### DATASET

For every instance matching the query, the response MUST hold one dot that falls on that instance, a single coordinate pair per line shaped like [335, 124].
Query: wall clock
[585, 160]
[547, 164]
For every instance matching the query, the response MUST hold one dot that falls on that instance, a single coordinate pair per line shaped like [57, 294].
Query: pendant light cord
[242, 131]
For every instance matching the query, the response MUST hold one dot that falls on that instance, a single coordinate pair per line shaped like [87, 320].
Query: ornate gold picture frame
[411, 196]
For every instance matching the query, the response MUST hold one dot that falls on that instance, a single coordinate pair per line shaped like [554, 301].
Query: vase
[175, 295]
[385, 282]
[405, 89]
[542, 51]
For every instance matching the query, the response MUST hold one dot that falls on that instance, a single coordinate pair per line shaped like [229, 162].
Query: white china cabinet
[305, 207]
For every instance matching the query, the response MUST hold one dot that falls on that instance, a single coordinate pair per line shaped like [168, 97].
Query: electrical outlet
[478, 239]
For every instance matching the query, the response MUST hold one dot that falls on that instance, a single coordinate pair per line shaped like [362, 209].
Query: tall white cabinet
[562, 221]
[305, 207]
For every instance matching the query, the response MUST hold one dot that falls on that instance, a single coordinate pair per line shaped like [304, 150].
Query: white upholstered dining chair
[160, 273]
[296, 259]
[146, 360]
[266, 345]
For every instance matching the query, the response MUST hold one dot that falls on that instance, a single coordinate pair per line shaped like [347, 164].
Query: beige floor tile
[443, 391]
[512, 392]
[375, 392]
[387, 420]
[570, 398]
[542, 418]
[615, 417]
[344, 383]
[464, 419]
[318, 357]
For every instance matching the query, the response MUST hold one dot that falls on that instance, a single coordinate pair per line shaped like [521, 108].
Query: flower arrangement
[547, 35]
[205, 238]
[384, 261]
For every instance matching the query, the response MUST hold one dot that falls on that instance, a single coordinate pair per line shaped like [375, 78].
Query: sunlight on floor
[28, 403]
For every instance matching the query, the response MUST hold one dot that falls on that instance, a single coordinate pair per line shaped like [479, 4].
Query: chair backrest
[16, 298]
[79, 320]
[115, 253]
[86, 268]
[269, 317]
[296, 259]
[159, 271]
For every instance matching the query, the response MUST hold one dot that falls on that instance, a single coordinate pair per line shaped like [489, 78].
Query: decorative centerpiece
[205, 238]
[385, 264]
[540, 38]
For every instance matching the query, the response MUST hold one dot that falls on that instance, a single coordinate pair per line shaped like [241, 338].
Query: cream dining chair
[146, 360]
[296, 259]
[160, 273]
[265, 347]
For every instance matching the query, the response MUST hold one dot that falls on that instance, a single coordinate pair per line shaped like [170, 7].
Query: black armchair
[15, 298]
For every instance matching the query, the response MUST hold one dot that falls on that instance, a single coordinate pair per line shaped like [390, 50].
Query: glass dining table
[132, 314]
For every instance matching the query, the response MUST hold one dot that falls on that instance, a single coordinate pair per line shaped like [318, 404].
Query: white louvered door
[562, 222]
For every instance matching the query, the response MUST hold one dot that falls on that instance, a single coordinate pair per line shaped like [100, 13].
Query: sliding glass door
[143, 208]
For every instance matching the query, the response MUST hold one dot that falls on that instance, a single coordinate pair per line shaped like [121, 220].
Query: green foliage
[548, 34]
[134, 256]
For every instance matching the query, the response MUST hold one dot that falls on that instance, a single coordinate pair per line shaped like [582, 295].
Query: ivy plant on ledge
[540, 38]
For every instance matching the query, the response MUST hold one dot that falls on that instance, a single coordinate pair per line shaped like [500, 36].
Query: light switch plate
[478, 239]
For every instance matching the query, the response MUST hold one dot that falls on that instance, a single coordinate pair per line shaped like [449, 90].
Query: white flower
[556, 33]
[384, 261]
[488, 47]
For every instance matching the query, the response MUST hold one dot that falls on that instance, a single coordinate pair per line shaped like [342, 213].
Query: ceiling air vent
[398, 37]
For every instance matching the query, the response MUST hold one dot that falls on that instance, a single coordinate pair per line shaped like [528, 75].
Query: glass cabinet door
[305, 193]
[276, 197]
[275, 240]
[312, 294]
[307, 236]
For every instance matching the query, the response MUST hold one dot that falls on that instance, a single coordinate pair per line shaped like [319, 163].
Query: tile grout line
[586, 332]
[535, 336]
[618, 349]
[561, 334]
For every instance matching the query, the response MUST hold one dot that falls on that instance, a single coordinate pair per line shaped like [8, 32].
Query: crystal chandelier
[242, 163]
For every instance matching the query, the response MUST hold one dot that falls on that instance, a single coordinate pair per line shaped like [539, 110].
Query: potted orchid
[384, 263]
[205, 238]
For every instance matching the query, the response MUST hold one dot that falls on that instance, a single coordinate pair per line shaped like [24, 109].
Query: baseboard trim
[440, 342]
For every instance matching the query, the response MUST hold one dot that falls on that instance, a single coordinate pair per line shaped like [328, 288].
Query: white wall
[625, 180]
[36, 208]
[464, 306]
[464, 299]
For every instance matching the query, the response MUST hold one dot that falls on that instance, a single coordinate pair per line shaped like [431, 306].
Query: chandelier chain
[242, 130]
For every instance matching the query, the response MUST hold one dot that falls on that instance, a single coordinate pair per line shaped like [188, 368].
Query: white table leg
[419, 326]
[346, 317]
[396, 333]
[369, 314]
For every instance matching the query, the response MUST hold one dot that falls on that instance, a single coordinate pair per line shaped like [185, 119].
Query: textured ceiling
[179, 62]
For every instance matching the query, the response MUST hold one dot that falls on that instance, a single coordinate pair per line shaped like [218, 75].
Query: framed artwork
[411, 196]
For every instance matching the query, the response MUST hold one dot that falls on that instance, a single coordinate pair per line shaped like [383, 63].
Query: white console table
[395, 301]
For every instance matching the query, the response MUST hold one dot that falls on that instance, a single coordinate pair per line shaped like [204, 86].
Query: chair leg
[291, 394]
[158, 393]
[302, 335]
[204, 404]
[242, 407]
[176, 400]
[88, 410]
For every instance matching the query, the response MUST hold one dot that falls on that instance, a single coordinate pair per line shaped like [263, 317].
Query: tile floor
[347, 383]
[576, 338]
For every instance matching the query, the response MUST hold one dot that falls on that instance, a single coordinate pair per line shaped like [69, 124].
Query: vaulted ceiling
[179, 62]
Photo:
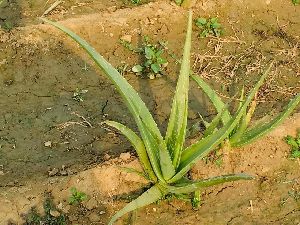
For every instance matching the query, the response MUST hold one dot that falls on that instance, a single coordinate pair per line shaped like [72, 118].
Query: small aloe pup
[242, 134]
[165, 160]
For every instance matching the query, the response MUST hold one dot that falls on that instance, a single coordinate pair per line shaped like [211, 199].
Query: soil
[50, 142]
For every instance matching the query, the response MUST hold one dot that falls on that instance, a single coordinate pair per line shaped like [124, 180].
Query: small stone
[125, 156]
[53, 172]
[112, 9]
[127, 38]
[91, 204]
[54, 213]
[102, 212]
[48, 144]
[94, 217]
[106, 157]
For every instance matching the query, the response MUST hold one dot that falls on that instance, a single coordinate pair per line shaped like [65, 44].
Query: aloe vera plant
[165, 160]
[242, 134]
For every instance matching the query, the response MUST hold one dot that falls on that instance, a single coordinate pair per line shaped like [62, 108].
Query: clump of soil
[51, 141]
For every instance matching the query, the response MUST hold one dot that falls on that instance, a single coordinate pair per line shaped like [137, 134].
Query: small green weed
[7, 26]
[34, 218]
[78, 95]
[209, 27]
[153, 60]
[296, 2]
[291, 194]
[294, 142]
[77, 196]
[135, 2]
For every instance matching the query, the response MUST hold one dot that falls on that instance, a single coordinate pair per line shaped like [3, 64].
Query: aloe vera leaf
[134, 103]
[243, 123]
[166, 164]
[260, 130]
[214, 123]
[242, 98]
[196, 185]
[150, 196]
[206, 124]
[176, 130]
[201, 148]
[214, 98]
[138, 145]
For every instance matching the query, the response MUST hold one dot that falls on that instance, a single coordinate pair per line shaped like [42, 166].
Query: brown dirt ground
[40, 70]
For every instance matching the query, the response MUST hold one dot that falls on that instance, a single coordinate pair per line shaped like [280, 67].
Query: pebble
[91, 204]
[127, 38]
[94, 217]
[54, 213]
[125, 156]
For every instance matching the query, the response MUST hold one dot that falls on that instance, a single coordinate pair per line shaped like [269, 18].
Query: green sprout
[294, 142]
[153, 60]
[209, 27]
[77, 196]
[165, 160]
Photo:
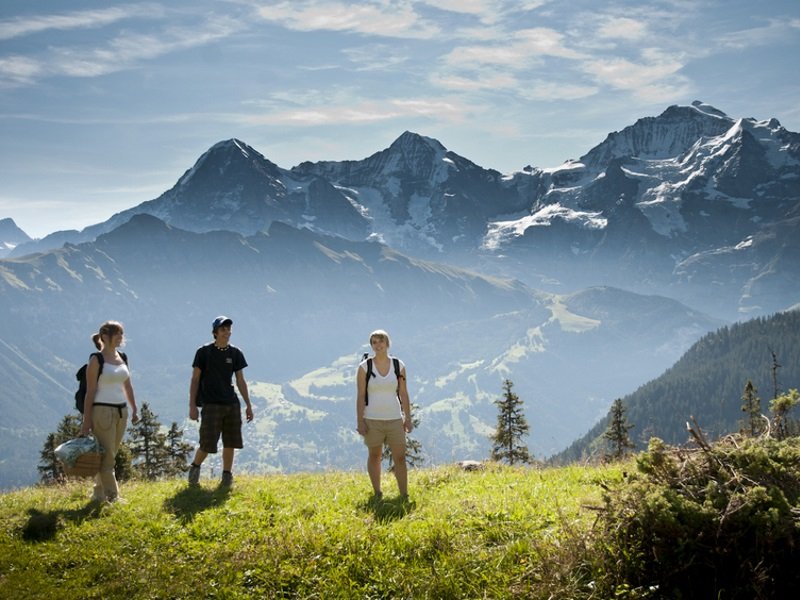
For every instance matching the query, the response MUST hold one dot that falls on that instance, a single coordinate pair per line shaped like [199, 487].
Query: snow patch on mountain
[453, 375]
[502, 231]
[533, 342]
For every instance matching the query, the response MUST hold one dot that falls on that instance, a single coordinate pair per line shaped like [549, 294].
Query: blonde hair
[380, 333]
[107, 329]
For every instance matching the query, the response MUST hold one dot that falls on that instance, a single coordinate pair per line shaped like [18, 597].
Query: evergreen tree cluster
[148, 453]
[511, 426]
[709, 383]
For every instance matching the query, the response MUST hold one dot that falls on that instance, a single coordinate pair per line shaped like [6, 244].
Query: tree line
[149, 452]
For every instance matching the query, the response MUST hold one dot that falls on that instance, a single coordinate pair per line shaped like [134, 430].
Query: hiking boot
[194, 474]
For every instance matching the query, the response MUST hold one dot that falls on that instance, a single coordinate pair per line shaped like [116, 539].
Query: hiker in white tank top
[383, 413]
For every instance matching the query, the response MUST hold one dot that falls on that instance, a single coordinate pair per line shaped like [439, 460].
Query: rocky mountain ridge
[642, 210]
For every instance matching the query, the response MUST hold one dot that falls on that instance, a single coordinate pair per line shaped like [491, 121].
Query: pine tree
[148, 446]
[414, 457]
[178, 450]
[751, 405]
[511, 426]
[50, 468]
[617, 432]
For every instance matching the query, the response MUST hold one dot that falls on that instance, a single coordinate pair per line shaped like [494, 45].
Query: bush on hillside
[719, 521]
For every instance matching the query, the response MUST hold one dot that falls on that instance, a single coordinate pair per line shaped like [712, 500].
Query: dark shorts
[224, 420]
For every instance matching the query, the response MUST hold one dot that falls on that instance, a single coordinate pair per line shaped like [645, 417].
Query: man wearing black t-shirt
[211, 388]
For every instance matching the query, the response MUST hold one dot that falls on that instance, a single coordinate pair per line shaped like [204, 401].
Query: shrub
[720, 521]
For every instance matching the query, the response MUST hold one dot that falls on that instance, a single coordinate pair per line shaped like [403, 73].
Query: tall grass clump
[495, 533]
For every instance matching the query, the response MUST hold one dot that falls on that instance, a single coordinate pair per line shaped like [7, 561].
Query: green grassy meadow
[499, 532]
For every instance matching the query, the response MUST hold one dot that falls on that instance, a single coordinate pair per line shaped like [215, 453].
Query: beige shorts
[385, 432]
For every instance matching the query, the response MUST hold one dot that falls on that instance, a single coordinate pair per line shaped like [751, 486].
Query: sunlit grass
[496, 533]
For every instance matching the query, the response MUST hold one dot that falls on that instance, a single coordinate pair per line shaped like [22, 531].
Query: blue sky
[104, 105]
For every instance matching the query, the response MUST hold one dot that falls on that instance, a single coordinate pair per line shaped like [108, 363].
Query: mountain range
[679, 204]
[578, 283]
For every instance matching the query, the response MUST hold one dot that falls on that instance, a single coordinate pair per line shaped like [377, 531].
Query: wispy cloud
[622, 28]
[384, 19]
[18, 70]
[355, 112]
[775, 31]
[656, 77]
[375, 57]
[21, 26]
[124, 51]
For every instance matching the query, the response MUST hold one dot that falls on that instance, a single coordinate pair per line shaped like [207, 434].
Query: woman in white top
[105, 413]
[383, 411]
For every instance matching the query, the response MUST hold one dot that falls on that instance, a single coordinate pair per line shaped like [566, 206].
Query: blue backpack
[370, 373]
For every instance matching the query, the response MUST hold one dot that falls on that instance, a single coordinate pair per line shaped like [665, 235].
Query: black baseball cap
[220, 322]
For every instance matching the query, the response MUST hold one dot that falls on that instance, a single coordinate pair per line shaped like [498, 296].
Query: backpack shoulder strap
[100, 361]
[366, 380]
[397, 372]
[370, 373]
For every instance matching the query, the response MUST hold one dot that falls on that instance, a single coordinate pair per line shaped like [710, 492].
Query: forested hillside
[707, 383]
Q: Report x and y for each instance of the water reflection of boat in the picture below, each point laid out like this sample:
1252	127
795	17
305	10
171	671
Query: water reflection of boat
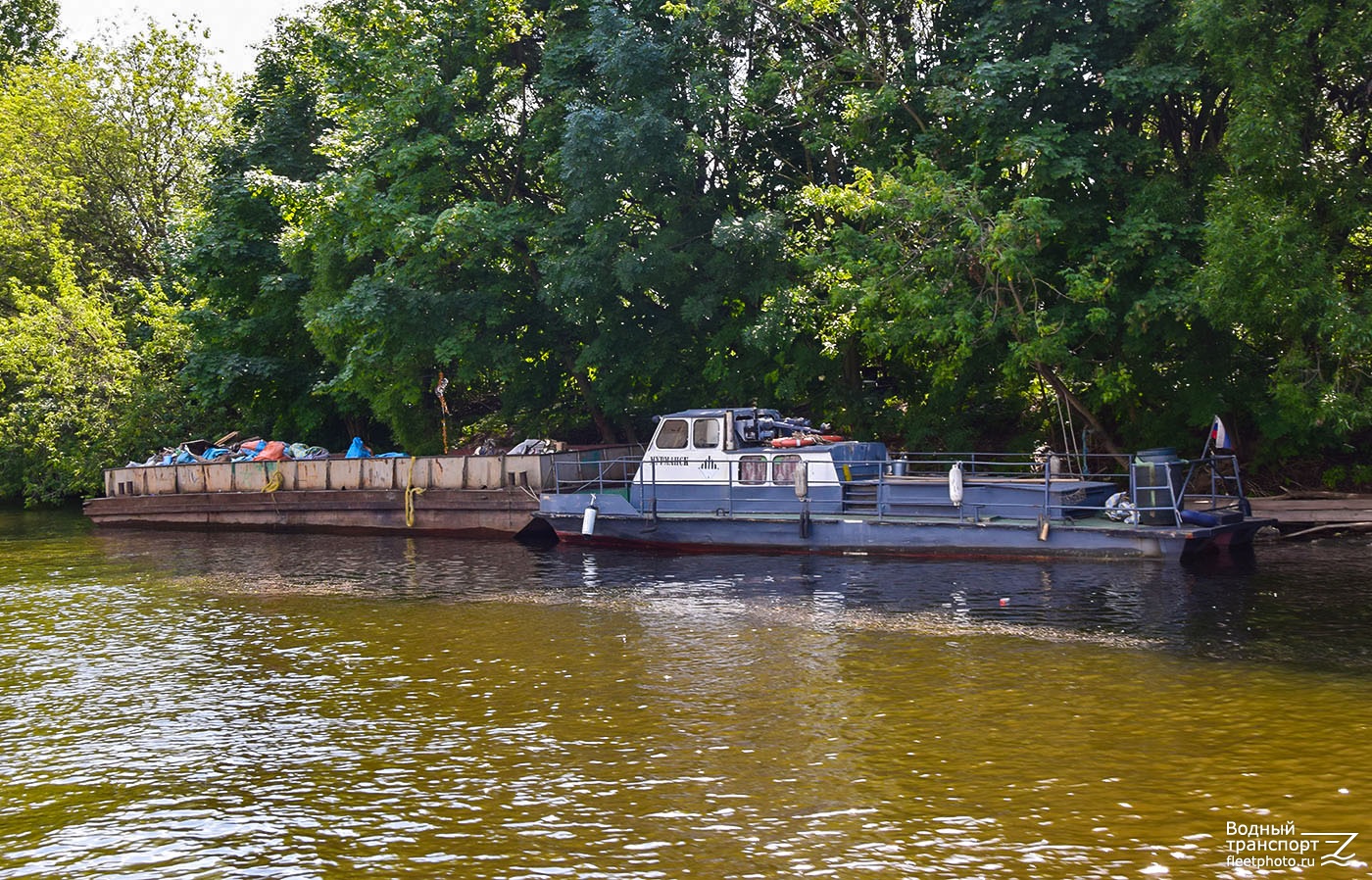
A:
748	478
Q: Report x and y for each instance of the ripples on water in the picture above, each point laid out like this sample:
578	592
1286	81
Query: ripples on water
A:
265	706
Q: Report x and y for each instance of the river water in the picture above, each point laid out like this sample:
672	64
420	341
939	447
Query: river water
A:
316	706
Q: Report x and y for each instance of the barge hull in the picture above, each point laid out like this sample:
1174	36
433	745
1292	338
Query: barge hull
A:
1005	538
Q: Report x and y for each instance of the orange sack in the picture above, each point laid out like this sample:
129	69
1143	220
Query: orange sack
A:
274	451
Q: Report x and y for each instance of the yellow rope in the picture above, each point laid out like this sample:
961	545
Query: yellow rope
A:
411	490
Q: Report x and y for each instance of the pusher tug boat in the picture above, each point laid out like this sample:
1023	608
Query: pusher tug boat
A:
747	478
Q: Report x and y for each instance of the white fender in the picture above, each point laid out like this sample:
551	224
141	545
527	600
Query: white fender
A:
589	517
1120	509
956	483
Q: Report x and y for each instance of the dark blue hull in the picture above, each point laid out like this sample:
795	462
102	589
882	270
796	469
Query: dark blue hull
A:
906	536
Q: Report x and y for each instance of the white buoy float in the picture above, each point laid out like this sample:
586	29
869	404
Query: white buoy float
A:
956	483
589	517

######

DIRECTIONS - Look above for the line that holds "Q: Report x and y for each instance of the barge", then copy it and each line after it exactly, through the last line of the data.

RESPONSE TO THIS EXERCISE -
Q: Report x and y for each instance of the barge hull in the picture above, each point laid out like this sample:
1174	36
433	745
1292	338
Query: barge hull
A:
1005	538
Q: Report x and y for each instance of the orange sack in the picture above, each point laid out like this sample:
129	69
1143	220
Query: orange sack
A:
274	451
Q: Report x and y for each instance of the yellow rope in the picture above, each point laid out like this sample:
961	545
Query: yellow rope
A:
411	490
Q: Report x and y for each instance of the pusher tug boat in the picture above, each point laid out like this sample:
1023	608
Query: pusher tug boat
A:
747	478
Q: Report x and y for each instance of the white fender in the picture above, each point laid out like this sample:
551	224
141	545
527	600
Query: white fender
A:
589	517
1120	509
956	483
Q: Report x and y for each instance of the dark blue hull in the picture above, each point laid out like this sample:
795	462
102	589
882	270
796	469
Query: dark blue hull
A:
906	536
Q: Report x and y for each instance of the white buoy float in the picture above, each point laid out like this sample:
586	29
869	404
Query: white buoy float
A:
956	483
589	517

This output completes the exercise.